Copy the stretch of material from the line containing "[mark] region of reflection on glass" through the line containing "[[[4,123],[17,140],[16,96],[0,96],[0,122]]]", both included, and reproduce those lines alone without any change.
____ SUPPLIED MATERIAL
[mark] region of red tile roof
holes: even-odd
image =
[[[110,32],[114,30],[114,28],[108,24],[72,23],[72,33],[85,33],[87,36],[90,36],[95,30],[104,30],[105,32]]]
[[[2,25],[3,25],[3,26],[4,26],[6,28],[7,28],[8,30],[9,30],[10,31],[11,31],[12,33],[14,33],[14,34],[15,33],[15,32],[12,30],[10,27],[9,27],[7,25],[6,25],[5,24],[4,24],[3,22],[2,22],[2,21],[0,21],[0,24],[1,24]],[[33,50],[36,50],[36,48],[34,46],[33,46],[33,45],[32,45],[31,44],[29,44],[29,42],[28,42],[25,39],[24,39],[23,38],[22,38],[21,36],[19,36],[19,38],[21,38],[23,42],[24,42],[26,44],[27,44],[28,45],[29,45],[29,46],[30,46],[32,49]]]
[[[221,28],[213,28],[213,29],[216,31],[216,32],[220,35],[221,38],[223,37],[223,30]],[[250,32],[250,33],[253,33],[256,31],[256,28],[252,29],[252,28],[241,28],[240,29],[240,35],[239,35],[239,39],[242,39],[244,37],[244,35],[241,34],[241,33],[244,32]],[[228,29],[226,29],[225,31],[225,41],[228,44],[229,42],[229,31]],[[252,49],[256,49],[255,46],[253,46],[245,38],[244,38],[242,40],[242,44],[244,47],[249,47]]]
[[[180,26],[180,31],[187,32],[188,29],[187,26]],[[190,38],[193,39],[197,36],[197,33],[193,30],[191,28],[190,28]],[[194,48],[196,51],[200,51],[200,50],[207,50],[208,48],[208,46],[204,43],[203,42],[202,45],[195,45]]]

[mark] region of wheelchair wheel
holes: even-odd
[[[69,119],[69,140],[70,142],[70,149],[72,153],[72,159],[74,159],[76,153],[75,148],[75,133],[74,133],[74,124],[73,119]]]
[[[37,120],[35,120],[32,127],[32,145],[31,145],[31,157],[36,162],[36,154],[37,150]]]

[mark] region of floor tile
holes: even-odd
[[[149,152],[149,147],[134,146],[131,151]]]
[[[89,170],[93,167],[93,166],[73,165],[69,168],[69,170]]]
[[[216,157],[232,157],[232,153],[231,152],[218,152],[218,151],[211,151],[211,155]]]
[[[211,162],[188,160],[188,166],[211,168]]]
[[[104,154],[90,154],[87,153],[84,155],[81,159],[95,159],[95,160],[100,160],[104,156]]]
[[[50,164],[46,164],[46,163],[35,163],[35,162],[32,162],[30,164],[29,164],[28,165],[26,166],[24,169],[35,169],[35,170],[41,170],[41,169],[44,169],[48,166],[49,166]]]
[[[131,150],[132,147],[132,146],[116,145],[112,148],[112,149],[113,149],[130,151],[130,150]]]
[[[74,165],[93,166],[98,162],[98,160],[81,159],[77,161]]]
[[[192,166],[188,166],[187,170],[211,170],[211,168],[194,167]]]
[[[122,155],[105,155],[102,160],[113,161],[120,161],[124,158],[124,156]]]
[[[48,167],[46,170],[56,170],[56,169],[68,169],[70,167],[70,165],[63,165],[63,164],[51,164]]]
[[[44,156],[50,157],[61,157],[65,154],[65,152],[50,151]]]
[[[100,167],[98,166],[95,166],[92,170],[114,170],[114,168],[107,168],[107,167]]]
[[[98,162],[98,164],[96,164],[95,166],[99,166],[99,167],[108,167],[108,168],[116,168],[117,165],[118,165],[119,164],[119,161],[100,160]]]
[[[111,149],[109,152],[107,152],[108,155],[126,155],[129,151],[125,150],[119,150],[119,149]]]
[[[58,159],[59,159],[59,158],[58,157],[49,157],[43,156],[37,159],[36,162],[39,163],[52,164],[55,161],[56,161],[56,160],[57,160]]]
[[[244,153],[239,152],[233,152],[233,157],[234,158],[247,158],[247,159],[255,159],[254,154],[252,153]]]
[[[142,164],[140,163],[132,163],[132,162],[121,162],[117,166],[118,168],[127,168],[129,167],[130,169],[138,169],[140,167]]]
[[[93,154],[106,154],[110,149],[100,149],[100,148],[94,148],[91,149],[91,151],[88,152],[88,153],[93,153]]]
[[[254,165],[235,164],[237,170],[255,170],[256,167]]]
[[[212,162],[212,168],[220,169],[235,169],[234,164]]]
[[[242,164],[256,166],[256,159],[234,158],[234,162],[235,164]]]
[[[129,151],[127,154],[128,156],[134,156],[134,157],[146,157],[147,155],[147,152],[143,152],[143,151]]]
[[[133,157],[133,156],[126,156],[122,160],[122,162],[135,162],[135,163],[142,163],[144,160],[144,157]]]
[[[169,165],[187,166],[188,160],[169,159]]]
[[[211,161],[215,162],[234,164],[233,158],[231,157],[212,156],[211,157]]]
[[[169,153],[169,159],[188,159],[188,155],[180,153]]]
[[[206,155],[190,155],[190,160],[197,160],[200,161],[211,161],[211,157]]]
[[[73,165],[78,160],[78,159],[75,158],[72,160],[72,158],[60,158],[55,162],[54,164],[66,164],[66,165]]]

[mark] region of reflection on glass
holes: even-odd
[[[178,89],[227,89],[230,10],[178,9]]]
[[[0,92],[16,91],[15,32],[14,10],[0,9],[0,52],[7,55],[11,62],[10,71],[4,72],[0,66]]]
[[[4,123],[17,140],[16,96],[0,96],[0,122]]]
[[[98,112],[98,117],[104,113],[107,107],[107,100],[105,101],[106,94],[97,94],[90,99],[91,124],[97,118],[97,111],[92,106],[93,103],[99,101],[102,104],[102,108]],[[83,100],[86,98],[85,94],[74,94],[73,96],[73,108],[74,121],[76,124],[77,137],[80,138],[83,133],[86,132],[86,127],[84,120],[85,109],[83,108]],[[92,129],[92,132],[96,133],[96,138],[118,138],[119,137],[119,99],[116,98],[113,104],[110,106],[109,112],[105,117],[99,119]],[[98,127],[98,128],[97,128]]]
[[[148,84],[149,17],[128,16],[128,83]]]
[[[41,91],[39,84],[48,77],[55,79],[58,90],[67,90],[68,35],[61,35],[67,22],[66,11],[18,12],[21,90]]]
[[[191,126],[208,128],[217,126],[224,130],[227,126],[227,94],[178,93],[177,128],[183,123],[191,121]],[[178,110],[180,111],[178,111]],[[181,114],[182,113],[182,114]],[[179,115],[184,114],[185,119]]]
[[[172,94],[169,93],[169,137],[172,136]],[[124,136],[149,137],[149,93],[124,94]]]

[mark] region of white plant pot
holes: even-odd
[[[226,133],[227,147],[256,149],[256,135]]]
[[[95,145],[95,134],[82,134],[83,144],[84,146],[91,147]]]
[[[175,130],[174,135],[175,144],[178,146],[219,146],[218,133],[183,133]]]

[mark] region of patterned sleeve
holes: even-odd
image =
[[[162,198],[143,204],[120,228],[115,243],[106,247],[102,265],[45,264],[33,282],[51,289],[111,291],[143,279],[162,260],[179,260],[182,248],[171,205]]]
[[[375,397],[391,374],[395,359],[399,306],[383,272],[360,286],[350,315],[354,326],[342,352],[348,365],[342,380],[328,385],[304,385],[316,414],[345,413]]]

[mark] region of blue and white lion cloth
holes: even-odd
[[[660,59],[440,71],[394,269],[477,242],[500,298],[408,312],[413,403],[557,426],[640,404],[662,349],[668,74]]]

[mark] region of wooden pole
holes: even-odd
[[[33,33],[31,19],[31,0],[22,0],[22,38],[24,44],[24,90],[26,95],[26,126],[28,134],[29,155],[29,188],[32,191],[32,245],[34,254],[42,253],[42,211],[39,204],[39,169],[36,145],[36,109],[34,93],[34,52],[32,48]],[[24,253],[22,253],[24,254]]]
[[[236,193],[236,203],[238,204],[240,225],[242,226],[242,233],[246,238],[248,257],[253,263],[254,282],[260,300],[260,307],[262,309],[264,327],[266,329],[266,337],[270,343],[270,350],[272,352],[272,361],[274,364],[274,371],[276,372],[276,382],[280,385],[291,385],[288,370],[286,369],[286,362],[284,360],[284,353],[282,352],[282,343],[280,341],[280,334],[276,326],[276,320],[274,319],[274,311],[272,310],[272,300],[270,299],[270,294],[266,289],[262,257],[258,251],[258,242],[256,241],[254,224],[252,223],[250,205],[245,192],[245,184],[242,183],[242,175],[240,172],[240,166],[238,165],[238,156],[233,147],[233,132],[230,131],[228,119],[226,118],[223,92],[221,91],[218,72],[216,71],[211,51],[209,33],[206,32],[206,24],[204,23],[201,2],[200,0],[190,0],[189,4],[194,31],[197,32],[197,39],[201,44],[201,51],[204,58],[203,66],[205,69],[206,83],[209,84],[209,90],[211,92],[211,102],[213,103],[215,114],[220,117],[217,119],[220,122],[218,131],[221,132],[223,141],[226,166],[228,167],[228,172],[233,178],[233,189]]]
________
____ SUPPLIED MATERIAL
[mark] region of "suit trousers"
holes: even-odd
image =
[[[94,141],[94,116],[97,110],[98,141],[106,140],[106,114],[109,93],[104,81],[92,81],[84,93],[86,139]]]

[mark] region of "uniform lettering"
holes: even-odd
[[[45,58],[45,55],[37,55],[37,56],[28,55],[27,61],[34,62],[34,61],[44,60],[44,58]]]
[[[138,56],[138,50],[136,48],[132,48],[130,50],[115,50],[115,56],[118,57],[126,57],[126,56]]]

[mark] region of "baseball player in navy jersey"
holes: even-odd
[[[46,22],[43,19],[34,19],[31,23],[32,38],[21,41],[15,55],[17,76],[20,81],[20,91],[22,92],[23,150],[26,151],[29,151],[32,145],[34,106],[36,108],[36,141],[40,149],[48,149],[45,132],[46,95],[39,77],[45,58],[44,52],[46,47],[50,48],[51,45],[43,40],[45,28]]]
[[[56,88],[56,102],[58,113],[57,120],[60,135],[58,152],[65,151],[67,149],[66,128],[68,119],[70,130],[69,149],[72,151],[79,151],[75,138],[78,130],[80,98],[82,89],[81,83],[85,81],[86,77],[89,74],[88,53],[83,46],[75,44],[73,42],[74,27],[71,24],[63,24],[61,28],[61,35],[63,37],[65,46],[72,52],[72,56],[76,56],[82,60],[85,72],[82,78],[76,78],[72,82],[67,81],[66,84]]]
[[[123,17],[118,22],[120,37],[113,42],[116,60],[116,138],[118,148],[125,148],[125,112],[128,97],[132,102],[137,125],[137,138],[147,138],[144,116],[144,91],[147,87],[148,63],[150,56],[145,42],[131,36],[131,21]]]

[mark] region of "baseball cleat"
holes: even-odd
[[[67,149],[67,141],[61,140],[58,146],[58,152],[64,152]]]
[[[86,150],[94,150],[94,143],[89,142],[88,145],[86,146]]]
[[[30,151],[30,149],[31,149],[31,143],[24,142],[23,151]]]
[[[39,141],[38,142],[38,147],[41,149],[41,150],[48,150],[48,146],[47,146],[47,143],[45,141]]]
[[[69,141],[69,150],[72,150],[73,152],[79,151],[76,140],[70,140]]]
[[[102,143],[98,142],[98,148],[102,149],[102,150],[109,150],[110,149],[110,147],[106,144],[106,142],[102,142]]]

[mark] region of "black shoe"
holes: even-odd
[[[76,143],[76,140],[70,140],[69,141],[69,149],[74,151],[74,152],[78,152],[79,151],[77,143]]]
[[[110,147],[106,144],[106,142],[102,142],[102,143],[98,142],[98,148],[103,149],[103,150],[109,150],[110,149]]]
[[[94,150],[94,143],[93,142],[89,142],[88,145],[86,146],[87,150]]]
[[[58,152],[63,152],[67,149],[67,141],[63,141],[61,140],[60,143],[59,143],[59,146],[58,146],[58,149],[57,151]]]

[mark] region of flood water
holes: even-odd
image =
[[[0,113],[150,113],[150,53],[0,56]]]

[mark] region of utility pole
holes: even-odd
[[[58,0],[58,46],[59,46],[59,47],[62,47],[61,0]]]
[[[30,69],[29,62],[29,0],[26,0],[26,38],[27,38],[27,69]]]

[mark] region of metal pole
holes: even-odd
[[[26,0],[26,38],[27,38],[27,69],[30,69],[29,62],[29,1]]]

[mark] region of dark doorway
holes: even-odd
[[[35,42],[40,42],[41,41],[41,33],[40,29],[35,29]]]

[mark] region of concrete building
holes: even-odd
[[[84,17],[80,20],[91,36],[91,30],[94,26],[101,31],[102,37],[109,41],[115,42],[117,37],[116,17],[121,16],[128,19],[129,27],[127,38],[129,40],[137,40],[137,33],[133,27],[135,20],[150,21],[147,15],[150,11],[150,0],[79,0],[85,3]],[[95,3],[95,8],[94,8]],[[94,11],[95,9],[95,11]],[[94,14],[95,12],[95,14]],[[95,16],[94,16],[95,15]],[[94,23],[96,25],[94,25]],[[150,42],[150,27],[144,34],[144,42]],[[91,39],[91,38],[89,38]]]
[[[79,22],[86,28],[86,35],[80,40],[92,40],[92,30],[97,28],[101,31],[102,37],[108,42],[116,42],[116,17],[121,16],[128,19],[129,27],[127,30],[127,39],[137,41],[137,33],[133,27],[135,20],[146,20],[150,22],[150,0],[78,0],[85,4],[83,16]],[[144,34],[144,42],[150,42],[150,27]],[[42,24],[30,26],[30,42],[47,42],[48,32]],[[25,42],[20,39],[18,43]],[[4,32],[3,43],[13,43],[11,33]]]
________
** RIGHT ANSWER **
[mark] region of reflection on glass
holes: even-odd
[[[178,89],[227,89],[230,10],[178,9]]]
[[[0,92],[16,91],[15,32],[14,10],[0,9],[0,52],[7,55],[11,62],[10,71],[4,72],[0,66]]]
[[[4,123],[17,140],[16,96],[0,96],[0,122]]]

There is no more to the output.